_Task directions_. Each record below is to be retyped exactly, with its pictures omitted.

Items listed in a dataset:
|---|

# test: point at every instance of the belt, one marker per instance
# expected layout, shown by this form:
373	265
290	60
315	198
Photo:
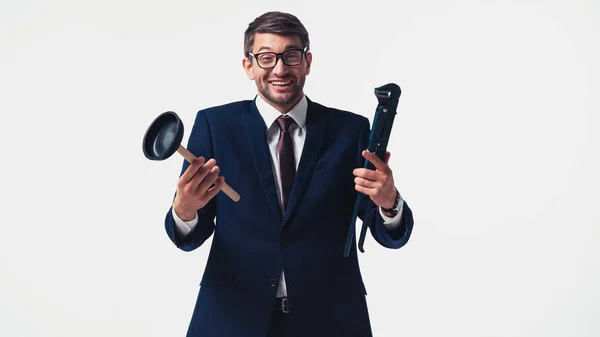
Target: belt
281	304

|---|

_Response box_.
# test: point at every instance of the belt, one marker per instance
# expected layout, shown by this form:
373	265
290	60
315	198
Photo:
Target: belt
281	304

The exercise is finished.